[Source records]
^^^^
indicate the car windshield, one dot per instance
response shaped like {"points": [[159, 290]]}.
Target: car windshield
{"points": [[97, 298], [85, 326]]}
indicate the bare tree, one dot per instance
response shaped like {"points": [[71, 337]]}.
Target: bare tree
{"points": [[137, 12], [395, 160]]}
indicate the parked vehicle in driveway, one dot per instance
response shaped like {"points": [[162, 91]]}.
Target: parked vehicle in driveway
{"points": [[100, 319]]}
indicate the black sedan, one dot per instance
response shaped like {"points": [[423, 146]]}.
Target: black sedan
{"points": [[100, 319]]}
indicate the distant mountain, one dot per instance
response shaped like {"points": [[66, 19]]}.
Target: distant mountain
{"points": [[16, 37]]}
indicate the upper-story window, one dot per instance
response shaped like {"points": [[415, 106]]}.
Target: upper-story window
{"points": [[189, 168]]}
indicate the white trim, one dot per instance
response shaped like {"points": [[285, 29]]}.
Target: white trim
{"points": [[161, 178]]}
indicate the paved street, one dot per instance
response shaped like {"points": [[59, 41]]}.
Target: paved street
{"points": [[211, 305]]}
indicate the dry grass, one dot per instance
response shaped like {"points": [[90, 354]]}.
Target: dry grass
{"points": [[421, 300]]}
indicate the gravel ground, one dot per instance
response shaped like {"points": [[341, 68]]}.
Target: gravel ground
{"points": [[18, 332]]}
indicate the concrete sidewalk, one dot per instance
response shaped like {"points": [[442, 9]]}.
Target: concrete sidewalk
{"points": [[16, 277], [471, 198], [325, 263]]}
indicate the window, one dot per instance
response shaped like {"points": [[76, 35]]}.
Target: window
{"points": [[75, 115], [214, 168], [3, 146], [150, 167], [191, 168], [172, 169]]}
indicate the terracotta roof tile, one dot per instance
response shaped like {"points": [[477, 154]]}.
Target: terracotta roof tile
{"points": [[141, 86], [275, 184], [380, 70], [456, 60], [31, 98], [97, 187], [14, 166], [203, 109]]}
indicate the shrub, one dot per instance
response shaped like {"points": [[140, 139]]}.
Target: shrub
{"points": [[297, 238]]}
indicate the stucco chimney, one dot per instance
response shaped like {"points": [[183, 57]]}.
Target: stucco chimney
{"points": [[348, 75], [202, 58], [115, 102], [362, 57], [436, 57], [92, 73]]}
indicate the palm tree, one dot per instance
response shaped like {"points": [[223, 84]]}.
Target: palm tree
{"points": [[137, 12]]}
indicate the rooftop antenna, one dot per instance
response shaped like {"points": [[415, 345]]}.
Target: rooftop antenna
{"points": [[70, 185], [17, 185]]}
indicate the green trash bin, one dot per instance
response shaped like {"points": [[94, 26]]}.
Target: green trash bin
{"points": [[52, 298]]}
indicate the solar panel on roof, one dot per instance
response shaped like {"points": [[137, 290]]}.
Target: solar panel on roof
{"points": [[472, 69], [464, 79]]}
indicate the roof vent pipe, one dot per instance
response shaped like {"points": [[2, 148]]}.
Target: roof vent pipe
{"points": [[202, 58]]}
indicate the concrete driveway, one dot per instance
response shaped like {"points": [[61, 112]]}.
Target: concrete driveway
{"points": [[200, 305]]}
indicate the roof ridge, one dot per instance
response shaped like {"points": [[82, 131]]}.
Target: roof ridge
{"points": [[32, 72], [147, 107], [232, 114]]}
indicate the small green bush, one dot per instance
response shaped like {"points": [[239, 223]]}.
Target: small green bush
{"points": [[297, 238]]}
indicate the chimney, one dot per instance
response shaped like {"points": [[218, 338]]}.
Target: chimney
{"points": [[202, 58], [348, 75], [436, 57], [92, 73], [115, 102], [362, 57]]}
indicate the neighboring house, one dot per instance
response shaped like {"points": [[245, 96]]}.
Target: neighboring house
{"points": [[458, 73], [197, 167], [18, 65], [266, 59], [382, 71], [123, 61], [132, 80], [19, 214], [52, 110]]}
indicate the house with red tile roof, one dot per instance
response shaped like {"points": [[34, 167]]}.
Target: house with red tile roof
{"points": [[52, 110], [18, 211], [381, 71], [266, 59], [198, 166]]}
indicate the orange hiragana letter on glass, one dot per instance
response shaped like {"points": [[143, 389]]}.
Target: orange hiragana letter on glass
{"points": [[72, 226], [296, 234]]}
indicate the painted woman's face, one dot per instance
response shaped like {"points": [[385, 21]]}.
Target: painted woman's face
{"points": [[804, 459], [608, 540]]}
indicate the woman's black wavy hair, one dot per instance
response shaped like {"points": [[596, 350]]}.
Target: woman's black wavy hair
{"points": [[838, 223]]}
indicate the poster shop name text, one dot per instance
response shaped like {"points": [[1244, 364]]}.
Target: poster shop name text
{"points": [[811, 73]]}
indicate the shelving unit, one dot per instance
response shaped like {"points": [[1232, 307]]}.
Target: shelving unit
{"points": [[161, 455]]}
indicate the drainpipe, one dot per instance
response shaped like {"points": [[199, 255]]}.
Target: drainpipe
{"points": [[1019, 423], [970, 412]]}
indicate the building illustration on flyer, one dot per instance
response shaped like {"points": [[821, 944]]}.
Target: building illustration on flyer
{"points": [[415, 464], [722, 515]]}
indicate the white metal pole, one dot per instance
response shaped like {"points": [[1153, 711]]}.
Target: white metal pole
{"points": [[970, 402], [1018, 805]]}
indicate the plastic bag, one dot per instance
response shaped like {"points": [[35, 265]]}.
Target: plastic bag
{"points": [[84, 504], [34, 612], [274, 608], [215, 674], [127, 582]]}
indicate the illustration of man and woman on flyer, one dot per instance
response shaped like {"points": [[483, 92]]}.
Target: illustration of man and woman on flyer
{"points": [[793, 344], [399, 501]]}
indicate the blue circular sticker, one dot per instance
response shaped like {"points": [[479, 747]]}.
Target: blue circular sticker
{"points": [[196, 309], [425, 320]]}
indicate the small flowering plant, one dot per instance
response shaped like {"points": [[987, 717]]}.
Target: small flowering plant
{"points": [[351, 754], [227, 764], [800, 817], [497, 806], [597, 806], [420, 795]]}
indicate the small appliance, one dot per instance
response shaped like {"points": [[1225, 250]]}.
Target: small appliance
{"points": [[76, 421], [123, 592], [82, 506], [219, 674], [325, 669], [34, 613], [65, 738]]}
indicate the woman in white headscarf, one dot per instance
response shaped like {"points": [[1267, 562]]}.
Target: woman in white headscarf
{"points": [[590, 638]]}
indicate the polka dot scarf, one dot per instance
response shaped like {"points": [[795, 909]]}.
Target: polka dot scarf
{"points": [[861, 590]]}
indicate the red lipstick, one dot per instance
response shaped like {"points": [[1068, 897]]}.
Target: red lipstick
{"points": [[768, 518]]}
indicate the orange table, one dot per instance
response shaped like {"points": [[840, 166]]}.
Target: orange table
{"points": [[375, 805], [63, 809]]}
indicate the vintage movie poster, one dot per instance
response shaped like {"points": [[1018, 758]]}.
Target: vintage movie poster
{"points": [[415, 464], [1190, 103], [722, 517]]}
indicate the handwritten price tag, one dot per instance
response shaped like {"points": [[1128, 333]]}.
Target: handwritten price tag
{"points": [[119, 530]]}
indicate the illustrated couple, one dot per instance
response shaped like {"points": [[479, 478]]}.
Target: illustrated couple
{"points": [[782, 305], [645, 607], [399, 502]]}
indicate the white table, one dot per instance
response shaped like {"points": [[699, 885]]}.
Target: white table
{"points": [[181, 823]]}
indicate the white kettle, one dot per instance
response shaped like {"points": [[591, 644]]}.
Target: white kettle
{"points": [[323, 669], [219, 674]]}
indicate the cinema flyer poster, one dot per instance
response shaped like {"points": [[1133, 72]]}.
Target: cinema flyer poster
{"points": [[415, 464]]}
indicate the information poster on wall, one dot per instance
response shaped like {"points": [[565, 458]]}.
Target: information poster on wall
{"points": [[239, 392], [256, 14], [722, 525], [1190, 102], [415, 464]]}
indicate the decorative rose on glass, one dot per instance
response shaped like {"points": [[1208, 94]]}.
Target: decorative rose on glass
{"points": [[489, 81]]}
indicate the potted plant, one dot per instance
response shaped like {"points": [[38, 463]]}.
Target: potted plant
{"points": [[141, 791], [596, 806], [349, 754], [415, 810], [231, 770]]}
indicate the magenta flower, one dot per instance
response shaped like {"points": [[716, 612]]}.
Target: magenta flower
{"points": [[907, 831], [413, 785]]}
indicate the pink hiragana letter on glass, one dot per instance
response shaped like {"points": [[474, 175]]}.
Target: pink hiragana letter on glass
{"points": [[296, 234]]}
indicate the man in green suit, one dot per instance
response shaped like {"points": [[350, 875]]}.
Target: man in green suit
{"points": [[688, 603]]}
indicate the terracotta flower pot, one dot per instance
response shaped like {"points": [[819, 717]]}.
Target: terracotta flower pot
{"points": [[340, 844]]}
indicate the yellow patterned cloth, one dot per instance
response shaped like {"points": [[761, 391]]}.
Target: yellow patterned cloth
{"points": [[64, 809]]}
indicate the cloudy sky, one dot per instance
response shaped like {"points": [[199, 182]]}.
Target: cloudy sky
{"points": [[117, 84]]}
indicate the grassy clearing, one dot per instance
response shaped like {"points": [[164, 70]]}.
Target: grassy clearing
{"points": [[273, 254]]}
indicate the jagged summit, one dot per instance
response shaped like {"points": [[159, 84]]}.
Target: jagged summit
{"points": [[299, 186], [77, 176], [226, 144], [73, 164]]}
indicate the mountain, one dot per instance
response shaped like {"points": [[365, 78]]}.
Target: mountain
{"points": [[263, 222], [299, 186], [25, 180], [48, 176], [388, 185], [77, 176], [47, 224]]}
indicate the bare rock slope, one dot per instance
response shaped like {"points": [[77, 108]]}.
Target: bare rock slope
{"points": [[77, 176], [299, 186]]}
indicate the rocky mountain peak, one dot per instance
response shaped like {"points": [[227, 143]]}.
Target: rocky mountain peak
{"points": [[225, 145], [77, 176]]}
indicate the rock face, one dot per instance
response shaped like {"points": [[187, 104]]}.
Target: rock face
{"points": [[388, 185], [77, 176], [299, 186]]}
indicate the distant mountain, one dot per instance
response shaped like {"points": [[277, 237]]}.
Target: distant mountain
^^^^
Task to carry out: Make an exact copy of every line from the one with "indicate the cloudy sky, one dot per instance" to the end of the data, with the first and last of those lines included.

The reply:
indicate the cloudy sky, one dot per instance
response shaped like {"points": [[199, 182]]}.
Target: cloudy sky
{"points": [[117, 84]]}
indicate the grassy clearing, one dot per instance
response shaped like {"points": [[164, 70]]}.
Target: grassy clearing
{"points": [[273, 254]]}
indicate the jagged summit, one dot per instance
response shaped like {"points": [[159, 84]]}.
Target: jagged summit
{"points": [[299, 186], [77, 176], [226, 144], [73, 164]]}
indicate the mountain, one dot per instance
response shaped like {"points": [[365, 78]]}.
Target: mountain
{"points": [[263, 222], [299, 186], [25, 180], [48, 176], [388, 185], [77, 176], [47, 224]]}
indicate the bare rock slope, one dot per instance
response shaped like {"points": [[77, 108]]}.
Target: bare rock slope
{"points": [[77, 176], [299, 186]]}
indicate the rocky mountain peak, one dot per instance
response shaped like {"points": [[227, 143]]}.
Target: rocky mountain peak
{"points": [[225, 145], [77, 176]]}
indicate the rock face, one dot per instance
response shaped like {"points": [[187, 104]]}.
Target: rock face
{"points": [[388, 185], [77, 176], [299, 186]]}
indicate the distant mountain, one dot per instance
response shaped like {"points": [[277, 237]]}.
Target: distant mountain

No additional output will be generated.